START

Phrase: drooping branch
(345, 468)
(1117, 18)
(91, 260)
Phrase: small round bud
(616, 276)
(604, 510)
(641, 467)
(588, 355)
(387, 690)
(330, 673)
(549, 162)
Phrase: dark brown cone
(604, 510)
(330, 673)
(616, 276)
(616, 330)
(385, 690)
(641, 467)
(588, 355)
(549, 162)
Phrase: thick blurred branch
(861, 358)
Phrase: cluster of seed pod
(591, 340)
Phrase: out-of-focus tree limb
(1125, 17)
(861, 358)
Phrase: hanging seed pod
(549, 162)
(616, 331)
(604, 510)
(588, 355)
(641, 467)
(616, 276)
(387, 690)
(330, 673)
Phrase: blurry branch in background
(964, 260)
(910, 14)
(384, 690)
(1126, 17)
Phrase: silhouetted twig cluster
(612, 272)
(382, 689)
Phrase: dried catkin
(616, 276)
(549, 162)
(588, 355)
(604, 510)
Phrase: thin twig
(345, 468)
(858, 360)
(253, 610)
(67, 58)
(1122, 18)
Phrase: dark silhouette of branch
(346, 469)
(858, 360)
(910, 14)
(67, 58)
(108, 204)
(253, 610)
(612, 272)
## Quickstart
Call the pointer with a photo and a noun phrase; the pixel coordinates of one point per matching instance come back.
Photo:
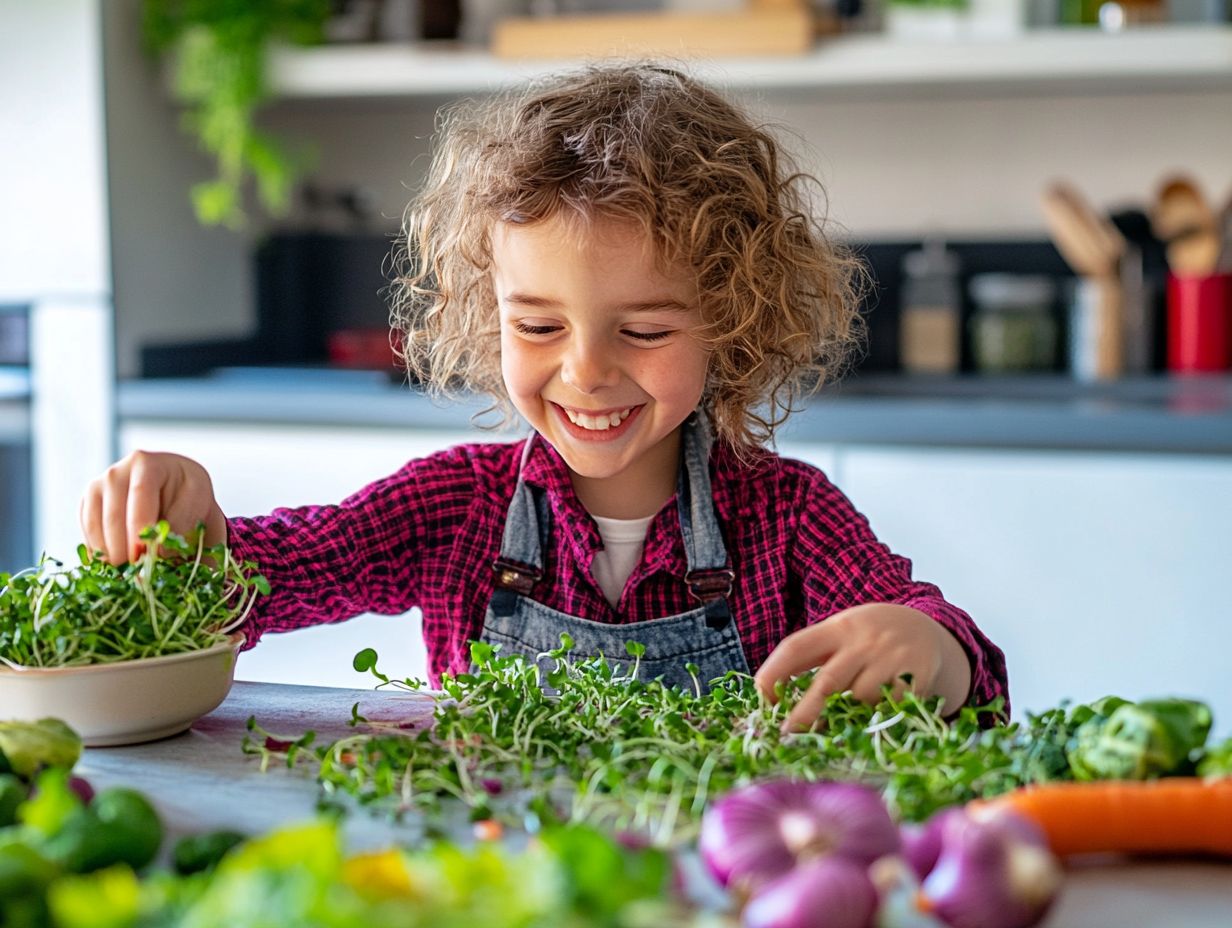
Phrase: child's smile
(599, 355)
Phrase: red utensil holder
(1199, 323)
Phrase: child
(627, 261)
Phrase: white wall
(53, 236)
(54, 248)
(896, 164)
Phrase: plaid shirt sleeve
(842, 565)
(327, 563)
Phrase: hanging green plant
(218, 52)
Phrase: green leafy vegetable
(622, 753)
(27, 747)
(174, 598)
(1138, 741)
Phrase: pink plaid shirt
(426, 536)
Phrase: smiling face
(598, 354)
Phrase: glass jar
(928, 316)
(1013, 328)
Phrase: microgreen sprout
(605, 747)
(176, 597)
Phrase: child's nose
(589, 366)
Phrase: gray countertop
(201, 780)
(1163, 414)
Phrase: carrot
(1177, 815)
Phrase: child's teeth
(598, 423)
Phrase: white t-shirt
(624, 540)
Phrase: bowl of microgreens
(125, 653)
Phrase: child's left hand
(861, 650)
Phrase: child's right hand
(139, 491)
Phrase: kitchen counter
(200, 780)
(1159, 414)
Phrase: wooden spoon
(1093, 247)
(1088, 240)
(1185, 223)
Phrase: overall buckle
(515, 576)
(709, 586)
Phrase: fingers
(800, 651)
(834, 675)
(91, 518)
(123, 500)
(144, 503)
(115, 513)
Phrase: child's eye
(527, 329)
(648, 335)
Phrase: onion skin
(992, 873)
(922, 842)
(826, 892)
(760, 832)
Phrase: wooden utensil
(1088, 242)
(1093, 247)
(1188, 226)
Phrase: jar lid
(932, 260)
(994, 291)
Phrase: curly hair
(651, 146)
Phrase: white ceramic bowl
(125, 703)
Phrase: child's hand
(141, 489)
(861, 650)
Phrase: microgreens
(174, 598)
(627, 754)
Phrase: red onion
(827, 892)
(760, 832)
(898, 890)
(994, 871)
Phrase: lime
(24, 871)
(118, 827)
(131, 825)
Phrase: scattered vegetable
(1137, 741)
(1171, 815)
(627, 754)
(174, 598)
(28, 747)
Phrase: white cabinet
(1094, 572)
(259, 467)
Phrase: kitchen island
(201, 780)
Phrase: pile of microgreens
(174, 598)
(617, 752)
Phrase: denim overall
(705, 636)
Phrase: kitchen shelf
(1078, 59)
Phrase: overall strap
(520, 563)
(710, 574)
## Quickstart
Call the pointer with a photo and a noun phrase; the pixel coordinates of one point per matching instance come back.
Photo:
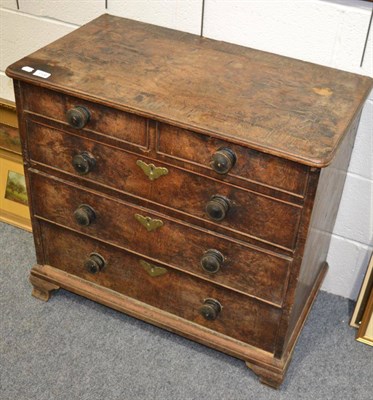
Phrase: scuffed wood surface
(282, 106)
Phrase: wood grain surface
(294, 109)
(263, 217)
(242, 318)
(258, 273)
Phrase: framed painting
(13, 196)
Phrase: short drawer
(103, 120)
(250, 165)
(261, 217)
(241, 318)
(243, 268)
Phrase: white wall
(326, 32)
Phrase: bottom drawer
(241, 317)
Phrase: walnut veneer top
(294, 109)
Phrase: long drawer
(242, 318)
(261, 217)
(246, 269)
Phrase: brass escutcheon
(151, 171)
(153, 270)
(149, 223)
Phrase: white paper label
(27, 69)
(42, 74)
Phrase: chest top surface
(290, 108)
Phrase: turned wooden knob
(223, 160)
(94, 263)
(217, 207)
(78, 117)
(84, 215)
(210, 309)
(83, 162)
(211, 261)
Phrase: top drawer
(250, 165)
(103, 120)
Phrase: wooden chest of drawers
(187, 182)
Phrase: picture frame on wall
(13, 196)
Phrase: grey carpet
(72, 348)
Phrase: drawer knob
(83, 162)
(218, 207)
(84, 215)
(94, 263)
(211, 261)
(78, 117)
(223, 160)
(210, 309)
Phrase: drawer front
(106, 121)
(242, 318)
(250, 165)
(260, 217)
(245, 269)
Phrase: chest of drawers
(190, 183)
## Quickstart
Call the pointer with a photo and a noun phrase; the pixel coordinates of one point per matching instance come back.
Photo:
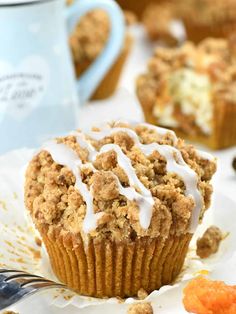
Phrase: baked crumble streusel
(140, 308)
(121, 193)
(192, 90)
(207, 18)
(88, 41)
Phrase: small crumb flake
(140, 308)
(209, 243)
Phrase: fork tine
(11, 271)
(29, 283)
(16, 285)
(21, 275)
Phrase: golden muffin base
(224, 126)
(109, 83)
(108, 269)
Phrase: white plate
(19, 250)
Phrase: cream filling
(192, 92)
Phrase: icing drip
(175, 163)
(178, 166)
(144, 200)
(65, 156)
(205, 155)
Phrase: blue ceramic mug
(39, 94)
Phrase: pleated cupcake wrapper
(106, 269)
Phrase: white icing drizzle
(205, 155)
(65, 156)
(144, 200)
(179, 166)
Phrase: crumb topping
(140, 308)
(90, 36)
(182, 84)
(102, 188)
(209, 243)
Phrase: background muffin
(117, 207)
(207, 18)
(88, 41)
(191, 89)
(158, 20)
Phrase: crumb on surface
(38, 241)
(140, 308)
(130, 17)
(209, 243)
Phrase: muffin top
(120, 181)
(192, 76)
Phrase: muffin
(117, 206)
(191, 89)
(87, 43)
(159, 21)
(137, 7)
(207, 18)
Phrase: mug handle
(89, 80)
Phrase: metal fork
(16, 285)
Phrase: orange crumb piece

END

▶ [AIM]: Please rewrite all the records above with "seed pod" swapped for "seed capsule" and everything else unchanged. Leave the pictures out of your answer.

▶ [SOLVED PROBLEM]:
Phrase: drooping branch
(345, 468)
(1117, 18)
(91, 260)
Phrase: small round bud
(616, 276)
(604, 510)
(641, 467)
(588, 355)
(387, 690)
(330, 673)
(549, 162)
Phrase: dark brown cone
(604, 510)
(330, 673)
(616, 276)
(616, 330)
(385, 690)
(641, 467)
(588, 355)
(549, 162)
Phrase: thick blurred branch
(861, 358)
Phrase: cluster of seed capsule
(591, 340)
Phrase: out-of-focus tree limb
(1125, 17)
(861, 358)
Phrase: hanging seed capsule
(549, 162)
(616, 331)
(604, 510)
(588, 355)
(641, 467)
(616, 276)
(387, 690)
(330, 673)
Phrase: blurry branch in background
(964, 260)
(910, 14)
(384, 690)
(1126, 17)
Phrase: silhouetted twig cluster
(612, 272)
(382, 689)
Phrase: dried catkin
(616, 276)
(549, 162)
(588, 355)
(604, 510)
Phrase: thin twig
(345, 468)
(858, 360)
(253, 610)
(67, 58)
(1122, 18)
Phrase: dark silhouette of branch
(346, 469)
(858, 360)
(910, 14)
(67, 58)
(108, 204)
(253, 610)
(612, 272)
## Quickstart
Call the pointer with a photo and a noun phrase; the pixel coordinates of one point per matching instance come back.
Photo:
Phrase: child's smile
(599, 355)
Phrase: red utensil holder
(1199, 323)
Phrase: child
(627, 261)
Phrase: white wall
(53, 236)
(54, 248)
(896, 164)
Phrase: plaid shirt sleeve
(842, 565)
(327, 563)
Phrase: hanging green plant
(218, 52)
Phrase: green leafy vegetable
(622, 753)
(27, 747)
(174, 598)
(1138, 741)
Phrase: pink plaid shirt
(426, 536)
Phrase: smiling face
(598, 354)
Phrase: glass jar
(928, 316)
(1013, 328)
Phrase: microgreen sprout
(605, 747)
(176, 597)
Phrase: child's nose
(589, 366)
Phrase: gray countertop
(201, 780)
(1163, 414)
Phrase: carrot
(1177, 815)
Phrase: child's teeth
(598, 423)
Phrase: white t-shirt
(624, 540)
Phrase: bowl of microgreens
(125, 653)
Phrase: child's left hand
(861, 650)
Phrase: child's right hand
(139, 491)
Phrase: kitchen counter
(200, 780)
(1159, 414)
Phrase: wooden spoon
(1093, 247)
(1088, 240)
(1185, 223)
Phrase: overall buckle
(515, 576)
(709, 586)
Phrase: fingers
(800, 651)
(834, 675)
(91, 518)
(123, 500)
(144, 503)
(115, 513)
Phrase: child's eye
(527, 329)
(648, 335)
Phrase: onion skin
(992, 873)
(922, 842)
(826, 892)
(760, 832)
Phrase: wooden utensil
(1088, 242)
(1093, 247)
(1188, 226)
Phrase: jar lid
(932, 260)
(994, 291)
Phrase: curly hair
(651, 146)
Phrase: white ceramic bowl
(125, 703)
Phrase: child's hand
(141, 489)
(861, 650)
Phrase: microgreens
(174, 598)
(627, 754)
Phrase: red onion
(827, 892)
(760, 832)
(898, 890)
(994, 871)
Phrase: lime
(24, 871)
(118, 827)
(131, 825)
Phrase: scattered vegetable
(1137, 741)
(1171, 815)
(627, 754)
(174, 598)
(28, 747)
Phrase: white cabinet
(1094, 572)
(259, 467)
Phrase: kitchen island
(201, 780)
Phrase: pile of microgreens
(174, 598)
(617, 752)
Phrase: denim overall
(705, 636)
Phrase: kitchen shelf
(1078, 59)
Phrase: overall strap
(520, 563)
(710, 574)
## Quickstart
Call the pointer with a photo and a noun phrase; the pixel coordinates of one point per matching instance come back.
Photo:
Phrase: scuffed wood surface
(282, 106)
Phrase: wood grain surface
(294, 109)
(263, 217)
(242, 318)
(258, 273)
Phrase: framed painting
(13, 196)
Phrase: short drawer
(103, 120)
(250, 165)
(261, 217)
(241, 318)
(243, 268)
Phrase: white wall
(326, 32)
Phrase: bottom drawer
(241, 317)
Phrase: walnut veneer top
(294, 109)
Phrase: long drawer
(242, 318)
(261, 217)
(246, 269)
Phrase: brass escutcheon
(151, 171)
(153, 270)
(149, 223)
Phrase: white paper label
(27, 69)
(42, 74)
Phrase: chest top surface
(290, 108)
Phrase: turned wooden knob
(223, 160)
(94, 263)
(217, 207)
(78, 117)
(84, 215)
(210, 309)
(83, 162)
(211, 261)
Phrase: top drawer
(250, 165)
(103, 120)
Phrase: wooden chest of drawers
(187, 182)
Phrase: picture frame on wall
(13, 196)
Phrase: grey carpet
(72, 348)
Phrase: drawer knob
(83, 162)
(218, 207)
(84, 215)
(94, 263)
(211, 261)
(78, 117)
(223, 160)
(210, 309)
Phrase: drawer front
(106, 121)
(242, 318)
(250, 165)
(260, 217)
(245, 269)
Phrase: chest of drawers
(190, 183)
## Quickstart
Call the pointer with a photo and a noun phrase; the pixel coordinates of one point per matching instance come back.
Photo:
Phrase: baked crumble streusel
(140, 308)
(121, 193)
(192, 90)
(207, 18)
(88, 41)
Phrase: small crumb flake
(140, 308)
(209, 243)
Phrase: fork tine
(11, 271)
(29, 283)
(16, 285)
(21, 275)
Phrase: golden muffin base
(224, 126)
(109, 83)
(108, 269)
Phrase: white plate
(19, 250)
Phrase: cream filling
(192, 92)
Phrase: icing drip
(175, 163)
(178, 166)
(144, 200)
(65, 156)
(205, 155)
Phrase: blue ceramic mug
(39, 94)
Phrase: pleated cupcake wrapper
(106, 269)
Phrase: white icing drizzle
(205, 155)
(65, 156)
(144, 200)
(179, 166)
Phrase: crumb topping
(140, 308)
(90, 36)
(182, 84)
(102, 188)
(209, 243)
Phrase: background muffin
(117, 207)
(207, 18)
(88, 41)
(191, 89)
(158, 20)
Phrase: crumb on surface
(38, 241)
(140, 308)
(130, 17)
(209, 243)
Phrase: muffin top
(120, 181)
(192, 76)
Phrase: muffin
(117, 206)
(191, 89)
(87, 43)
(159, 21)
(137, 7)
(207, 18)
Phrase: mug handle
(89, 80)
Phrase: metal fork
(16, 285)
Phrase: orange crumb piece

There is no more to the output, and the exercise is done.